THE REQUEST - Format every line of the rows below as a Markdown table with two columns, No. and Line, numbering the lines in order and leaving out any blank lines.

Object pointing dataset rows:
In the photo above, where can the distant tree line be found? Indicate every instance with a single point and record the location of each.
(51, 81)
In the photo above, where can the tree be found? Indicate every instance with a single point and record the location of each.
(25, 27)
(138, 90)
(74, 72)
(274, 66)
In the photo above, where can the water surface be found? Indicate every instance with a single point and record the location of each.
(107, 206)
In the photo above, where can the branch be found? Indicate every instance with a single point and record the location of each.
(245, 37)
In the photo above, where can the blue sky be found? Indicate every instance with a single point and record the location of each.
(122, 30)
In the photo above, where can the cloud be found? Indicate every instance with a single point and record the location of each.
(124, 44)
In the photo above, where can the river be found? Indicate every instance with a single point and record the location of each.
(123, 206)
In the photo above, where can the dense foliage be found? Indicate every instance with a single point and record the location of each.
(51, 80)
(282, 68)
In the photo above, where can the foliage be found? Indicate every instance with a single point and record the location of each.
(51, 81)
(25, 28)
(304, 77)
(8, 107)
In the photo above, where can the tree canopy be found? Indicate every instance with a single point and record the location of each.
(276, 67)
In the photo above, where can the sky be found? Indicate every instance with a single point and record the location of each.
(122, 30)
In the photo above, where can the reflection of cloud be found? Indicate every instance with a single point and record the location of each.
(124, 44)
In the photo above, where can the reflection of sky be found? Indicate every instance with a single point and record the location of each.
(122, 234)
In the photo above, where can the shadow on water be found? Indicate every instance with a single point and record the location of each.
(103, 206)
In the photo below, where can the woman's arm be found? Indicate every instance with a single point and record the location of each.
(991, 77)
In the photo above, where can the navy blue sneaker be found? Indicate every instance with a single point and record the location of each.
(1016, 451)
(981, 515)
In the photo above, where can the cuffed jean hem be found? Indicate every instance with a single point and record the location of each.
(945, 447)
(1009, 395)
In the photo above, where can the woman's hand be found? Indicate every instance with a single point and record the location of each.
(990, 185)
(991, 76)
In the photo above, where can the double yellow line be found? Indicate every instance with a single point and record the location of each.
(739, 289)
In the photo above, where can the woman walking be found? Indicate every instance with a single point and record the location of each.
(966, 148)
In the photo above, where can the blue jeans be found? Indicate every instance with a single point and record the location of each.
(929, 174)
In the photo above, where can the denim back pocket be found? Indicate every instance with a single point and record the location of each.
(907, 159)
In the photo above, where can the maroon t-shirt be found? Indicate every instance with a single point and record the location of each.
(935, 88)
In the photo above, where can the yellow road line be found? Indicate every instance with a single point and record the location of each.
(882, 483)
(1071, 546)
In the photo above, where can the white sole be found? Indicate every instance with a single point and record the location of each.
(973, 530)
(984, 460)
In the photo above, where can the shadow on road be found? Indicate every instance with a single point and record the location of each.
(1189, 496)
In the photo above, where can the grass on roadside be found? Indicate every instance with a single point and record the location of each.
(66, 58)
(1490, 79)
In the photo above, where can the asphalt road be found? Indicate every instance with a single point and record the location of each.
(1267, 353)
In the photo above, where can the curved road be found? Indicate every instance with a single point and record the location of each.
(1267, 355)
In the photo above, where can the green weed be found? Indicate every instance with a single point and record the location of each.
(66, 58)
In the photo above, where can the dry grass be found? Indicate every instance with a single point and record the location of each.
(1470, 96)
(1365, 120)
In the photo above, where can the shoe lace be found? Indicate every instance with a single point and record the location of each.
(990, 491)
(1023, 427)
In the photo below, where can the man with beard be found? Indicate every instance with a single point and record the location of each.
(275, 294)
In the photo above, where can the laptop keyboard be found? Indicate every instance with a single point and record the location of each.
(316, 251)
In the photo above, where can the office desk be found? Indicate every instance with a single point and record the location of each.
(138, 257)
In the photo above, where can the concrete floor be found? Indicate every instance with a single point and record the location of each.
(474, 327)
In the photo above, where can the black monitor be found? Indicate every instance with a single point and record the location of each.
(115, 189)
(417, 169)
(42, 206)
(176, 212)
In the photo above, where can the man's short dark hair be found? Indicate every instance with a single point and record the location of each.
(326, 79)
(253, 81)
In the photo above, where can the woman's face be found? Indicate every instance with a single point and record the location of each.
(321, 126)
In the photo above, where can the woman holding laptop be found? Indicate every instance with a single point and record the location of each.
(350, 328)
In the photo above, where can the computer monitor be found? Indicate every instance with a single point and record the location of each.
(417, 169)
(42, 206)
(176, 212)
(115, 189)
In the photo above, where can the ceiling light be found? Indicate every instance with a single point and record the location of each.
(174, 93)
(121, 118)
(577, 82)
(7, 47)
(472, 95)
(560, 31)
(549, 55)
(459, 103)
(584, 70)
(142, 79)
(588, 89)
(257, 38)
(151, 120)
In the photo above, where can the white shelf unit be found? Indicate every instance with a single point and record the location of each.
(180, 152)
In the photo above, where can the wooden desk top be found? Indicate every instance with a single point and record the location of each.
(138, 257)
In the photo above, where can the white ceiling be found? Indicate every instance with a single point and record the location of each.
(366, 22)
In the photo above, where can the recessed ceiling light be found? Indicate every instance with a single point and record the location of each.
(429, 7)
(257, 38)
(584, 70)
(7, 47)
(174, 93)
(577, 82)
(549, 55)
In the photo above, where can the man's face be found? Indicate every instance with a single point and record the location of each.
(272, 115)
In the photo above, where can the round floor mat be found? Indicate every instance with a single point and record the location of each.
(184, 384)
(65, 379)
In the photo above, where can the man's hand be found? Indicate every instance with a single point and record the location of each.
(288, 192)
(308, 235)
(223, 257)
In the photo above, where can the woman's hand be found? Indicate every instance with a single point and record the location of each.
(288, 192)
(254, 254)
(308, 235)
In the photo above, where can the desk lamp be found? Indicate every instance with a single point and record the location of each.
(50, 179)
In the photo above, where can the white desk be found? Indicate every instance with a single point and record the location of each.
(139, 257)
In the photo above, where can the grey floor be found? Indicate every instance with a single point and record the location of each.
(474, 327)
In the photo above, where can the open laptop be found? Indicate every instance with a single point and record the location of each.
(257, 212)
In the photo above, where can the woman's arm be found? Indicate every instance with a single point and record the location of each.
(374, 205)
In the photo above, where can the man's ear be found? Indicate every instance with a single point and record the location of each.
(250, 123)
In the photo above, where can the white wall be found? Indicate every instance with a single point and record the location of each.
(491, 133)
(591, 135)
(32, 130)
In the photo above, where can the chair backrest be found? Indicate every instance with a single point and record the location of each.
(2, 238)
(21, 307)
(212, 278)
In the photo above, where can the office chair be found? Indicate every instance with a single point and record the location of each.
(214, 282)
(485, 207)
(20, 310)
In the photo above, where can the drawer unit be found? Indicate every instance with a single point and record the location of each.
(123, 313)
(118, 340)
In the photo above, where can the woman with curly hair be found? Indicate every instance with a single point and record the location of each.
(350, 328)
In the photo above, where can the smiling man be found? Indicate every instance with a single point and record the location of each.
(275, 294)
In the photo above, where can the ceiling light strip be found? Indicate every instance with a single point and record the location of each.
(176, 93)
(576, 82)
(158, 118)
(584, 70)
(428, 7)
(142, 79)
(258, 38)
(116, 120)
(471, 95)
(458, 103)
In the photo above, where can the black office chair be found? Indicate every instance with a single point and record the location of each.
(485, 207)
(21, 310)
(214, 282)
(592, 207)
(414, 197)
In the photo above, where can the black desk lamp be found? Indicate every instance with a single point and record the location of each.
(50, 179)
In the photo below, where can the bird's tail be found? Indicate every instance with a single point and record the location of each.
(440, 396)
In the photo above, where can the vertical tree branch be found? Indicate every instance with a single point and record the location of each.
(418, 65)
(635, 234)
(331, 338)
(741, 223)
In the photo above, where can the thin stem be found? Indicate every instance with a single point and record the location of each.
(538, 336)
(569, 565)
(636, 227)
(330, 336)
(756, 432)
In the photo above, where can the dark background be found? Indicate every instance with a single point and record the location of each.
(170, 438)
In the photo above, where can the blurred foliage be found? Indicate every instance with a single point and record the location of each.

FINAL RESULT -
| No. | Line |
|---|---|
| 1 | In the photo above, where can the distant tree line be found? Indicate every instance with a single point and record the location of each. |
| 2 | (51, 81) |
| 3 | In the photo above, where can the tree be found? Indicate every instance with a single point and record the location of each. |
| 4 | (25, 27) |
| 5 | (138, 90) |
| 6 | (74, 72) |
| 7 | (274, 66) |
| 8 | In the photo above, where can the water surface be found? Indicate every instance with a single point and record the location of each. |
| 9 | (107, 206) |
| 10 | In the photo above, where can the branch be found? Indicate every instance with a single point and record the location of each. |
| 11 | (245, 37) |
| 12 | In the photo above, where can the blue sky be found? Indicate every instance with a single point and record the location of each. |
| 13 | (122, 30) |
| 14 | In the photo above, where can the cloud be found? Indicate every instance with a single point and record the location of each. |
| 15 | (124, 44) |
| 16 | In the photo above, where can the river be found? Indicate every instance with a single point and record the location of each. |
| 17 | (123, 206) |
| 18 | In the photo above, where can the dense foliage be found? Indicate every instance with a single point and record the location of each. |
| 19 | (51, 80) |
| 20 | (282, 68) |
| 21 | In the photo above, where can the foliage be found? Indicate every instance with a single point and record the location of each. |
| 22 | (51, 81) |
| 23 | (25, 28) |
| 24 | (304, 77) |
| 25 | (8, 107) |
| 26 | In the photo above, where can the tree canopy be found? Indicate every instance with a single point and record the location of each. |
| 27 | (276, 67) |
| 28 | In the photo above, where can the sky be found? Indicate every instance with a single point and record the location of each. |
| 29 | (122, 30) |
| 30 | In the photo above, where can the reflection of cloud be found? Indicate every instance with a single point and record the location of each. |
| 31 | (124, 44) |
| 32 | In the photo above, where can the reflection of sky be found? Indicate every instance with a single point and record the location of each. |
| 33 | (122, 234) |
| 34 | In the photo above, where can the shadow on water be found? Indicate every instance with a single point and record the location of each. |
| 35 | (103, 206) |
| 36 | In the photo below, where can the woman's arm be found? Indicate every instance with a single point and record the location of each. |
| 37 | (991, 77) |
| 38 | In the photo above, where can the navy blue sneaker be found? Indicate every instance with a single point and record the location of each. |
| 39 | (1016, 451) |
| 40 | (981, 515) |
| 41 | In the photo above, where can the cuffed jean hem be found? Indicate every instance with a single point and record the location of each. |
| 42 | (945, 447) |
| 43 | (1009, 395) |
| 44 | In the photo above, where can the woman's hand be found? Indicate every instance with a single point and record the location of each. |
| 45 | (990, 185) |
| 46 | (991, 76) |
| 47 | In the photo above, where can the double yellow line be found? Indicate every instance with a single point and record the location of each. |
| 48 | (739, 289) |
| 49 | In the photo above, where can the woman walking be found? Indicate every instance with a single point and record the location of each. |
| 50 | (966, 148) |
| 51 | In the photo above, where can the blue jeans be found? Indicate every instance with a single point and record the location of each. |
| 52 | (929, 174) |
| 53 | In the photo above, where can the denim back pocket be found? Indicate every instance with a single point and record the location of each. |
| 54 | (907, 159) |
| 55 | In the photo above, where can the maroon t-shirt be found? Indicate every instance with a single point and record the location of each. |
| 56 | (935, 88) |
| 57 | In the photo above, where can the yellow road line be found? Indicate every instance with a single point and record the location of each. |
| 58 | (882, 483) |
| 59 | (1071, 546) |
| 60 | In the photo above, where can the white sole be found? Indicate every instance with a single point and record the location of each. |
| 61 | (973, 530) |
| 62 | (984, 460) |
| 63 | In the photo above, where can the shadow on road be found? Indicate every instance with a single point and record the location of each. |
| 64 | (1189, 496) |
| 65 | In the photo above, where can the grass on roadside be found? Indicate every instance with a single point and record the location of each. |
| 66 | (66, 58) |
| 67 | (1490, 79) |
| 68 | In the photo above, where can the asphalt road be found? Indicate every instance with a single point and record the location of each. |
| 69 | (1267, 353) |
| 70 | In the photo above, where can the curved road be found? Indicate every instance with a single point and record the location of each. |
| 71 | (1267, 355) |
| 72 | In the photo above, where can the green weed be found? Indicate every instance with a single point and record the location of each. |
| 73 | (66, 58) |
| 74 | In the photo above, where can the dry grass be found? Indicate every instance with a single point and record the location of each. |
| 75 | (1470, 96) |
| 76 | (1365, 120) |
| 77 | In the photo above, where can the shoe lace be found? Indicate every instance with a single point and record the location of each. |
| 78 | (990, 491) |
| 79 | (1023, 427) |
| 80 | In the photo below, where can the man with beard be found? Indicate every instance with a single point and record the location of each. |
| 81 | (275, 294) |
| 82 | In the photo above, where can the laptop keyboard be found? Indicate every instance with a single point and record the location of each. |
| 83 | (316, 251) |
| 84 | In the photo above, where can the office desk be found? Indicate every instance with a single point and record the location of each. |
| 85 | (138, 257) |
| 86 | In the photo above, where can the concrete floor be found? Indicate every instance with a single point and record the location of each. |
| 87 | (474, 327) |
| 88 | In the photo above, where can the black monitor be found? Indicate every instance with a single point and record the location of each. |
| 89 | (115, 189) |
| 90 | (417, 169) |
| 91 | (42, 206) |
| 92 | (176, 212) |
| 93 | In the photo above, where can the man's short dark hair be found? Indicate every instance with a single point and record the location of each. |
| 94 | (326, 79) |
| 95 | (253, 81) |
| 96 | In the photo above, where can the woman's face be found? Indicate every instance with a single point and record the location of each. |
| 97 | (321, 126) |
| 98 | In the photo above, where can the woman holding laptop be found? Indicate every instance with a single point and record the location of each. |
| 99 | (350, 328) |
| 100 | In the photo above, where can the computer monitor be found? Indicate every instance with a single point and record the location of each. |
| 101 | (417, 169) |
| 102 | (42, 206) |
| 103 | (176, 212) |
| 104 | (115, 189) |
| 105 | In the photo above, where can the ceiling light be found? Indicate every instance with a single point and record the location of each. |
| 106 | (174, 93) |
| 107 | (121, 118) |
| 108 | (577, 82) |
| 109 | (7, 47) |
| 110 | (472, 95) |
| 111 | (560, 31) |
| 112 | (549, 55) |
| 113 | (459, 103) |
| 114 | (584, 70) |
| 115 | (142, 79) |
| 116 | (588, 89) |
| 117 | (257, 38) |
| 118 | (151, 120) |
| 119 | In the photo above, where can the white shelf unit be found? Indicate every instance with a single point and record the location of each. |
| 120 | (180, 152) |
| 121 | In the photo above, where can the wooden desk top be found? Indicate every instance with a single point and record the location of each. |
| 122 | (138, 257) |
| 123 | In the photo above, where can the white ceiling be found? Indicate every instance with a single point and record the location of each. |
| 124 | (366, 22) |
| 125 | In the photo above, where can the recessed ceiling light be found? Indicate every instance with a single point and record the location of each. |
| 126 | (429, 7) |
| 127 | (257, 38) |
| 128 | (584, 70) |
| 129 | (7, 47) |
| 130 | (174, 93) |
| 131 | (577, 82) |
| 132 | (549, 55) |
| 133 | In the photo above, where can the man's face be found? Indicate every instance with a single point and record the location of each. |
| 134 | (272, 115) |
| 135 | In the photo above, where can the round floor mat be found? Indicate every instance with a single point and record the location of each. |
| 136 | (184, 384) |
| 137 | (65, 379) |
| 138 | In the photo above, where can the man's hand be found? Indicate every instance with a single point and record the location of each. |
| 139 | (288, 192) |
| 140 | (308, 235) |
| 141 | (223, 257) |
| 142 | In the photo above, where can the woman's hand be found? Indicate every instance with a single point and record the location of each. |
| 143 | (288, 192) |
| 144 | (254, 254) |
| 145 | (308, 235) |
| 146 | In the photo above, where can the desk lamp be found? Indicate every instance with a single point and record the location of each. |
| 147 | (50, 179) |
| 148 | In the photo above, where can the white desk be found? Indicate every instance with a single point and record the location of each. |
| 149 | (139, 257) |
| 150 | In the photo above, where can the grey floor be found? Indicate every instance with a single point and record the location of each. |
| 151 | (474, 327) |
| 152 | In the photo above, where can the open laptop be found? Indicate every instance with a single point and record the location of each. |
| 153 | (257, 212) |
| 154 | In the photo above, where can the woman's arm be found? Indicate every instance with a single point and record the location of each. |
| 155 | (374, 205) |
| 156 | In the photo above, where can the man's ear be found? Indicate every instance with a single point and record the location of each. |
| 157 | (250, 123) |
| 158 | In the photo above, where can the white wall be found? Indicate every instance with a single point and record the location of each. |
| 159 | (491, 133) |
| 160 | (591, 135) |
| 161 | (32, 130) |
| 162 | In the photo above, where can the chair backrest be found? Indicate every instance with a single point and record the location of each. |
| 163 | (2, 238) |
| 164 | (21, 307) |
| 165 | (212, 278) |
| 166 | In the photo above, where can the office chair be found? Indicate every instance with a single point and record the location of each. |
| 167 | (214, 282) |
| 168 | (485, 207) |
| 169 | (20, 310) |
| 170 | In the photo above, where can the drawer unit be found? Indicate every instance with a single point and record the location of each. |
| 171 | (123, 313) |
| 172 | (118, 340) |
| 173 | In the photo above, where can the woman with curly hair be found? Indicate every instance with a single point and record the location of each. |
| 174 | (350, 328) |
| 175 | In the photo above, where can the smiling man be found? Indicate every instance with a single point and record the location of each. |
| 176 | (275, 294) |
| 177 | In the photo above, where can the ceiling light strip be found? Indicate every instance with a single point and record the location of each. |
| 178 | (176, 93) |
| 179 | (576, 82) |
| 180 | (158, 118) |
| 181 | (584, 70) |
| 182 | (428, 7) |
| 183 | (142, 79) |
| 184 | (258, 38) |
| 185 | (116, 120) |
| 186 | (471, 95) |
| 187 | (458, 103) |
| 188 | In the photo above, where can the black office chair be found? Indicate every instance with a single point and record the location of each. |
| 189 | (485, 207) |
| 190 | (21, 310) |
| 191 | (214, 282) |
| 192 | (592, 207) |
| 193 | (414, 197) |
| 194 | In the photo above, where can the black desk lamp be found? Indicate every instance with a single point and record the location of each. |
| 195 | (50, 179) |
| 196 | In the photo below, where can the bird's tail be found? Indicate every instance with a single point and record the location of each. |
| 197 | (440, 396) |
| 198 | In the photo above, where can the vertical tree branch be found? Indicate every instance with a single point and record the location of each. |
| 199 | (418, 65) |
| 200 | (635, 234) |
| 201 | (331, 338) |
| 202 | (741, 223) |
| 203 | In the photo above, where can the thin stem be found? Indicate every instance with a single point and record the location of each. |
| 204 | (538, 336) |
| 205 | (569, 565) |
| 206 | (636, 227) |
| 207 | (330, 336) |
| 208 | (756, 432) |
| 209 | In the photo above, where can the dark background be found? Indicate every instance with a single point and record the location of each. |
| 210 | (170, 438) |
| 211 | In the photo above, where can the blurred foliage be found? Indicate every instance with a single point and record the location of each. |